Gather every line of the material below that contains the word "plastic", and copy each one in full. Case matters, so count only lines where the word matches that capitalization.

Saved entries
-----
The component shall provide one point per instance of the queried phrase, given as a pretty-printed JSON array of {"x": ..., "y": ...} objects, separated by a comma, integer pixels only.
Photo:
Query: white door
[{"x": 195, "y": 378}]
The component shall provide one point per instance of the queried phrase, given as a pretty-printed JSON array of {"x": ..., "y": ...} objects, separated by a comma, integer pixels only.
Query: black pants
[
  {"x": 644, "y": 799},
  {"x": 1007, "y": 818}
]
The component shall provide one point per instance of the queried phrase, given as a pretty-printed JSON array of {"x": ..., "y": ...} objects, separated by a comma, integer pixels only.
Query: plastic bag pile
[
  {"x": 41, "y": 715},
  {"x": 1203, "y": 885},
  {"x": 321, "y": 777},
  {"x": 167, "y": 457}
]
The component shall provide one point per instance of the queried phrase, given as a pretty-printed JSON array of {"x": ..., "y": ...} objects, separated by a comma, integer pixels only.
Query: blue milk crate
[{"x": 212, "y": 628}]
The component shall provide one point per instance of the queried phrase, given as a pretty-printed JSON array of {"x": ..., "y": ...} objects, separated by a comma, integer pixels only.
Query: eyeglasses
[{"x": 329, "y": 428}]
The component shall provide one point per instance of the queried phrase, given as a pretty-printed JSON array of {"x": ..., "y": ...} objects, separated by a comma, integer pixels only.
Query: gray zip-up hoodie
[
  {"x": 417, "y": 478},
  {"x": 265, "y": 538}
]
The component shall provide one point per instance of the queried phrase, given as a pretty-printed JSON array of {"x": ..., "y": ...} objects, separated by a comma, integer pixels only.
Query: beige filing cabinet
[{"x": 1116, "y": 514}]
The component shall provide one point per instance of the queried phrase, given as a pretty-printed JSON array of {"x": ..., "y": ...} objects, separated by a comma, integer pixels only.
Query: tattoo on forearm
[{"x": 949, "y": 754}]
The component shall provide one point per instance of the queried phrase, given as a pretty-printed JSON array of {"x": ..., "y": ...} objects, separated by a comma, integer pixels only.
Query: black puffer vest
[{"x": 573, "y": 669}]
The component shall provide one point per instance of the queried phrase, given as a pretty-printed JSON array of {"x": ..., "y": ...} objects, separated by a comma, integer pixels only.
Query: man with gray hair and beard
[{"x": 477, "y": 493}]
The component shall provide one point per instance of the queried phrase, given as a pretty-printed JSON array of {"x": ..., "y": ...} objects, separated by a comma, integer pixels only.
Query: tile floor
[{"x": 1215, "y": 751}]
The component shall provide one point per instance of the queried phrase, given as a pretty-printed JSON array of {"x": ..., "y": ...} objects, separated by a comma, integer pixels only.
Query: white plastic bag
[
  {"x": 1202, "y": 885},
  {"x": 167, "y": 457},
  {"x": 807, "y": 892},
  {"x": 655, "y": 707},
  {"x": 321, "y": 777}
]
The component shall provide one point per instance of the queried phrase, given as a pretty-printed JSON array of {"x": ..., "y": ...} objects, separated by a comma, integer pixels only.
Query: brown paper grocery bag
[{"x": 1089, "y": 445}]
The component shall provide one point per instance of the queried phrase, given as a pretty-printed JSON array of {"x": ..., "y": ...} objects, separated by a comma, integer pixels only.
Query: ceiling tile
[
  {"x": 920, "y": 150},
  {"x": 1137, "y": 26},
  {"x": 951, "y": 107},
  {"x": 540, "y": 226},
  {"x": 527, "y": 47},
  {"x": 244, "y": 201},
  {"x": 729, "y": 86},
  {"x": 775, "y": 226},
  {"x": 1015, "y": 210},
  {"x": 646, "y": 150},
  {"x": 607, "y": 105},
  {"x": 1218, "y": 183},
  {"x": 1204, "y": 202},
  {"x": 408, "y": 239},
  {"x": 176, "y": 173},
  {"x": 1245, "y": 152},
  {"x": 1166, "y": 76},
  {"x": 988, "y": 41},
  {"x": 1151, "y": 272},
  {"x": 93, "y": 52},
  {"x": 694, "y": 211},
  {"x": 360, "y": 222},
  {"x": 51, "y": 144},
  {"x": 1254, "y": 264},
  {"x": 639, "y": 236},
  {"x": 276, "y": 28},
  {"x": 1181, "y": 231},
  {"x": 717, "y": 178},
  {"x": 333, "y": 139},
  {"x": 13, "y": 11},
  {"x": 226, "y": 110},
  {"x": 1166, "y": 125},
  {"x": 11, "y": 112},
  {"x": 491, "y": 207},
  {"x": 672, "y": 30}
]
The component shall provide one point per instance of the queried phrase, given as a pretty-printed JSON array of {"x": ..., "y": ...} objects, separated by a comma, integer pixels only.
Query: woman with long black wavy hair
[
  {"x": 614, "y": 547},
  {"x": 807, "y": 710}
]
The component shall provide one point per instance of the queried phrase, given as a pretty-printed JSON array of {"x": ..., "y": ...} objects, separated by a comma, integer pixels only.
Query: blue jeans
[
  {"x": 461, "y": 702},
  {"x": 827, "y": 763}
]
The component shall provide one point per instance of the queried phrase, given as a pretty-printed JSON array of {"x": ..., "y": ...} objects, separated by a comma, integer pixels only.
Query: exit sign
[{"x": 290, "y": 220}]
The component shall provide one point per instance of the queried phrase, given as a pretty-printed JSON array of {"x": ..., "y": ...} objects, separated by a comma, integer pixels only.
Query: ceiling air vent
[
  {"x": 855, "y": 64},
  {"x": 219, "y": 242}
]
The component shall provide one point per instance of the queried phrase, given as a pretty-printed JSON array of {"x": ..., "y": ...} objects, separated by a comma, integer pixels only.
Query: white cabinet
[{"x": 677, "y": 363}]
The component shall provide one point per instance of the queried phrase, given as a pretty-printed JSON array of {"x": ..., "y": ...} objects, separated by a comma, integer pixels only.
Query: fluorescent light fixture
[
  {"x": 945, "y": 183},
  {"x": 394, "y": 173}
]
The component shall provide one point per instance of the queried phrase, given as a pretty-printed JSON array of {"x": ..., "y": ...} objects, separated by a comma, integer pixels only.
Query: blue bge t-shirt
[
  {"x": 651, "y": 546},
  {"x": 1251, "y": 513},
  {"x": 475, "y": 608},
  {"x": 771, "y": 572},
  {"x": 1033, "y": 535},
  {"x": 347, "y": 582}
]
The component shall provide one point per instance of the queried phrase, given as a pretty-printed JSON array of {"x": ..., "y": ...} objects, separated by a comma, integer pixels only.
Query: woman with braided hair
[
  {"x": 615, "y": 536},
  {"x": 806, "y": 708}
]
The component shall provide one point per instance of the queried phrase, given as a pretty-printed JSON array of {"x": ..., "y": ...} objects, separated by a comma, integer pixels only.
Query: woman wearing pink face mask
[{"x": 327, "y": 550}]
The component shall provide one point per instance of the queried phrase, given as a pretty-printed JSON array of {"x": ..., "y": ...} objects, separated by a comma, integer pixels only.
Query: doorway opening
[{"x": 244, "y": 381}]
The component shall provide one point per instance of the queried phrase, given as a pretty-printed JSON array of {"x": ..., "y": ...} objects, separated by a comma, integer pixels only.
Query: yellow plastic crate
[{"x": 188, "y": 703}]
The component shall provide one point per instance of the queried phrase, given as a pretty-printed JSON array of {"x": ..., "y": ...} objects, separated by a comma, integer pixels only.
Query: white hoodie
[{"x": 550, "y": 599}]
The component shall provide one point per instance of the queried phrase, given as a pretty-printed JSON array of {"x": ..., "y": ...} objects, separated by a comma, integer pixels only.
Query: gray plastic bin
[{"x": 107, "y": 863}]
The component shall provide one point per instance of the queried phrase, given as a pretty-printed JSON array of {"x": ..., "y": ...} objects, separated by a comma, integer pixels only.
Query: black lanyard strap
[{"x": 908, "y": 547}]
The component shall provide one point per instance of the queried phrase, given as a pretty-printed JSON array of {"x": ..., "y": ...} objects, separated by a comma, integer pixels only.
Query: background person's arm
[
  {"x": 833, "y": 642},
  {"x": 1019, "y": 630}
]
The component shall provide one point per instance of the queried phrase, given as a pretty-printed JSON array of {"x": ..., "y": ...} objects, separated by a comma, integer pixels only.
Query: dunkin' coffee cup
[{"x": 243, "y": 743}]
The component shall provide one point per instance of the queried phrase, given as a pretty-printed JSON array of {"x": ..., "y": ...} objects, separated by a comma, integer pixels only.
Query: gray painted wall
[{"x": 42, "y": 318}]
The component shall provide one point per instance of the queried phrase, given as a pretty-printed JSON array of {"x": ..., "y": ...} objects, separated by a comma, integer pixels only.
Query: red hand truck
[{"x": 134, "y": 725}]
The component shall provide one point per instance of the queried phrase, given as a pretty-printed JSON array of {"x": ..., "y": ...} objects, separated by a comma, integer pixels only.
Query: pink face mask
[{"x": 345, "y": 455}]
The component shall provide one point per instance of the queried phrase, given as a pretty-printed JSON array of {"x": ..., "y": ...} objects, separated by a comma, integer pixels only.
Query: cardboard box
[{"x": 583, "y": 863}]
-----
**COMPLETE OUTPUT**
Query: plastic bag pile
Query: white plastic bag
Query: yellow plastic crate
Query: gray plastic bin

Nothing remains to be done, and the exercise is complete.